_Task directions_
Please give the whole listing again exactly, without any of its pictures.

_Supplied entries_
● ● ●

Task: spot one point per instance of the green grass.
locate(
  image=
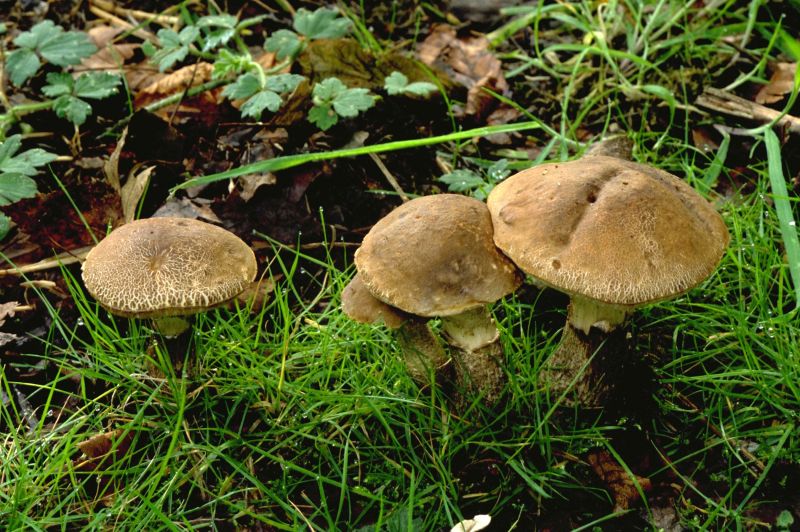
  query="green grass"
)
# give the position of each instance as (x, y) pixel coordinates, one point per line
(294, 417)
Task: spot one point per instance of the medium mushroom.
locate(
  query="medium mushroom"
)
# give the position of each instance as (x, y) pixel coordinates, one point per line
(163, 268)
(434, 257)
(613, 235)
(422, 353)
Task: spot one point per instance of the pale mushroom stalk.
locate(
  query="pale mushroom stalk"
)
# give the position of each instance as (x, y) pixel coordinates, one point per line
(435, 257)
(422, 353)
(581, 361)
(479, 353)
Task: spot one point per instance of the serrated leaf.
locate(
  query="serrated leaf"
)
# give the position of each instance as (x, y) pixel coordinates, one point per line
(73, 109)
(245, 86)
(58, 84)
(327, 90)
(352, 101)
(8, 148)
(96, 85)
(322, 23)
(254, 106)
(21, 64)
(284, 82)
(323, 116)
(26, 163)
(222, 28)
(283, 43)
(67, 48)
(14, 187)
(5, 225)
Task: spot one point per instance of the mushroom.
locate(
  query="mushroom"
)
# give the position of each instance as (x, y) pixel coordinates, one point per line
(421, 351)
(434, 257)
(612, 234)
(164, 268)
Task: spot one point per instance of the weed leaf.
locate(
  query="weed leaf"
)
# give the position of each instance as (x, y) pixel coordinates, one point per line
(260, 101)
(323, 116)
(21, 64)
(322, 23)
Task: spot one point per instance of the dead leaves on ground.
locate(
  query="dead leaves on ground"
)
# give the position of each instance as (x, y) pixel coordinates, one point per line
(625, 489)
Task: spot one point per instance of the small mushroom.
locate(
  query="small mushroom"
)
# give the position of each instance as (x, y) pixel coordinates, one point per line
(163, 268)
(434, 257)
(613, 235)
(422, 353)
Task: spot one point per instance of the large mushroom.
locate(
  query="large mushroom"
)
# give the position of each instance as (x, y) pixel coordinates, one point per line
(163, 268)
(434, 257)
(422, 352)
(613, 235)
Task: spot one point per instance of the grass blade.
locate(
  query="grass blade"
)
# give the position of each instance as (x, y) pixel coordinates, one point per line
(783, 209)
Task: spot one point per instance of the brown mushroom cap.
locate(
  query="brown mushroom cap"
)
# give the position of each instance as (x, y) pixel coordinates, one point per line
(360, 305)
(434, 256)
(167, 266)
(612, 230)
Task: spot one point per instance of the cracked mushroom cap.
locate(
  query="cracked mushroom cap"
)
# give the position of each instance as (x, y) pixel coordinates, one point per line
(434, 256)
(360, 305)
(166, 267)
(611, 230)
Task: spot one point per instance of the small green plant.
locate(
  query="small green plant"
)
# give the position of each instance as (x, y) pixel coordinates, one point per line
(69, 94)
(16, 170)
(464, 181)
(397, 83)
(333, 99)
(49, 43)
(322, 23)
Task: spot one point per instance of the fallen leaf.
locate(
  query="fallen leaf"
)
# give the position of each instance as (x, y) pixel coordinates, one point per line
(479, 522)
(780, 84)
(132, 191)
(623, 488)
(7, 311)
(469, 62)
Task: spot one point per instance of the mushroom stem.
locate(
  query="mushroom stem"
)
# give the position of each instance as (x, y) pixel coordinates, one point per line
(580, 363)
(478, 352)
(422, 353)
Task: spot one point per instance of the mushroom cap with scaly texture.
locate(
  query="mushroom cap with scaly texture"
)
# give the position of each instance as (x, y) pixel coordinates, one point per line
(611, 230)
(167, 267)
(434, 256)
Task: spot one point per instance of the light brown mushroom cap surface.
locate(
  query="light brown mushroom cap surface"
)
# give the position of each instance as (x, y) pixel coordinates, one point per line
(435, 256)
(360, 305)
(608, 229)
(167, 266)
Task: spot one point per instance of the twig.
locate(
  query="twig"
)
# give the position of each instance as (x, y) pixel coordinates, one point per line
(62, 259)
(727, 103)
(389, 177)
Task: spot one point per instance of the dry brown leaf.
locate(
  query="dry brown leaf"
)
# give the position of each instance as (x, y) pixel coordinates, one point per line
(175, 82)
(7, 311)
(469, 62)
(622, 487)
(132, 191)
(780, 84)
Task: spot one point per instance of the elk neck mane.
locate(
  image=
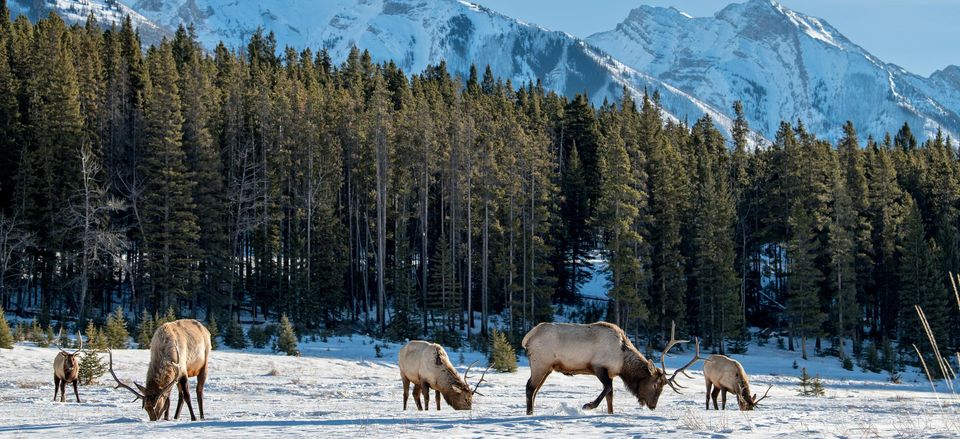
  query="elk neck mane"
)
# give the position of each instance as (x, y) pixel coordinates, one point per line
(636, 368)
(744, 383)
(448, 375)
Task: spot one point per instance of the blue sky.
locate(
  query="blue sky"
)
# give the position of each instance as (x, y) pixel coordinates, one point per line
(919, 35)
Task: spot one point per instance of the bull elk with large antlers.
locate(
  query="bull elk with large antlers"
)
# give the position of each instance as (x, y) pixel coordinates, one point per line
(724, 374)
(178, 350)
(66, 370)
(600, 349)
(427, 366)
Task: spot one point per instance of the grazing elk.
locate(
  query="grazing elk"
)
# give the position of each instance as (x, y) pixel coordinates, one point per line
(178, 350)
(427, 366)
(66, 370)
(600, 349)
(725, 374)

● ● ●

_The completed task_
Task: spot one point per instance of the green grass.
locate(
  image=
  query="green grass"
)
# give the position of each instance as (x, y) pixel coordinates, one point per line
(294, 417)
Task: spot one point per instance of the medium mushroom.
locate(
  query="medium mushroom"
)
# give the position of each instance as (x, y) pixel coordinates, one point per line
(163, 268)
(434, 257)
(613, 235)
(422, 353)
Task: spot one point per instance of the pale mushroom stalk.
locate(
  query="pale mushroom stalk"
)
# give the position of each instance as (x, y) pixel coordinates, one point per line
(435, 257)
(422, 353)
(581, 361)
(479, 353)
Task: spot one point per instance of the serrated leaf.
locate(
  query="serrated leaf"
)
# give the position of each instance as (x, y) pixel coordinates, one point per line
(73, 109)
(245, 86)
(58, 84)
(327, 90)
(352, 101)
(8, 148)
(96, 85)
(322, 23)
(254, 106)
(21, 64)
(284, 82)
(323, 116)
(26, 163)
(222, 28)
(283, 43)
(67, 48)
(14, 187)
(5, 225)
Task: spot one point per instance of the mushroom.
locate(
  query="mushroom"
)
# give the position of each instance as (x, y) pixel coordinates, one point per line
(421, 351)
(434, 257)
(612, 234)
(164, 268)
Task: spot one point per instance of the weed leaf.
locate(
  query="weed leaf"
)
# give the position of each instance as (x, y) pixel coordinates, one point per line
(260, 101)
(323, 116)
(21, 64)
(322, 23)
Task: spot one point per instance of the dead leaves on ground.
locate(
  query="dead leaves on ground"
)
# give the position of each instance as (x, y) pixel coordinates, one point per line
(625, 489)
Task: spot one point per instance of the small mushroom.
locate(
  query="small mushroom"
)
# give the position of each instance as (x, y) pixel coordinates, one point per line
(163, 268)
(434, 257)
(613, 235)
(422, 353)
Task: spot one point per instance of the large mushroom.
locate(
  query="large mushroom"
)
# give the position of each instance as (x, y) pixel coordinates, one point per line
(163, 268)
(434, 257)
(422, 352)
(613, 235)
Task: spot one point per instance of the grass blade.
locate(
  query="grass blade"
)
# give the position of each instance as (x, y) pixel coordinates, one point per line
(783, 209)
Task: spot one point per instance of the brown mushroom cap.
locate(
  query="brown mushroom cap"
)
# give the position of each instance as (x, y) pixel coordinates, one point per line
(360, 305)
(434, 256)
(167, 266)
(612, 230)
Task: spot one point per instance of the cracked mushroom cap.
locate(
  query="cracked mushroom cap"
)
# give the position of each instance as (x, y) pixel coordinates, one point per line
(434, 256)
(360, 305)
(166, 267)
(611, 230)
Task: spot one point per instance of the small green plant.
locate(
  query="small green plant"
)
# give the position of each instance as (x, y) pixel coordinates, one point per line
(69, 94)
(16, 170)
(464, 181)
(397, 83)
(333, 99)
(49, 43)
(322, 23)
Task: spot one point per instance of the fallen leaf.
locate(
  query="fallen leaf"
)
# give the position of each instance as (x, y) pixel coordinates, one point per line
(479, 522)
(780, 84)
(132, 191)
(623, 488)
(7, 311)
(469, 62)
Task: spot one point per instance of the mushroom stem.
locate(
  query="mushroom stem"
)
# give the position of each instance as (x, y) pixel coordinates, one point per line
(580, 363)
(478, 352)
(422, 353)
Task: spot one point per instance of the mushroom cap with scaly texture.
locate(
  query="mushroom cap with scaly texture"
)
# give the position of each instance as (x, y) pixel coordinates, one point per line
(611, 230)
(167, 267)
(434, 256)
Task: spot one point per instance of the light brown mushroom cap surface.
locate(
  query="light brown mushroom cap surface"
)
# give the position of each instance as (x, y) pixel coordinates, one point per line
(435, 256)
(360, 305)
(608, 229)
(167, 266)
Task: spot one point per instance of the twig.
locate(
  query="twig"
)
# give the position of each instance as (x, y) pixel coordinates, one point per line
(62, 259)
(727, 103)
(389, 177)
Task: spot one point per instance of the dry brown leaf.
locate(
  query="dry brown leaf"
)
# give the position of each instance as (x, y) pixel coordinates, one point per line
(175, 82)
(7, 311)
(469, 62)
(622, 487)
(132, 191)
(780, 84)
Task: spot one point per instance of the elk neck mane.
locate(
  image=
  query="elk neck mane"
)
# give the position of each instance as (x, y) pixel coordinates, one point per line
(636, 368)
(744, 383)
(448, 375)
Task: spot one point per instance of the blue sky.
locate(
  query="blue sky"
)
# give the position of each instance as (x, y) pixel coordinates, one point per line
(919, 35)
Task: spot one point per instance of the bull elk with large antlers.
locate(
  query="bull elk with large antlers"
)
# give the position of each instance as (x, y) pixel coordinates, one point per line
(724, 374)
(178, 350)
(66, 370)
(600, 349)
(427, 366)
Task: spot one point per instance of the grazing elk.
locate(
  query="grazing elk"
)
# give the position of each instance as (x, y) pixel coordinates, one point per line
(178, 350)
(427, 366)
(66, 370)
(600, 349)
(725, 374)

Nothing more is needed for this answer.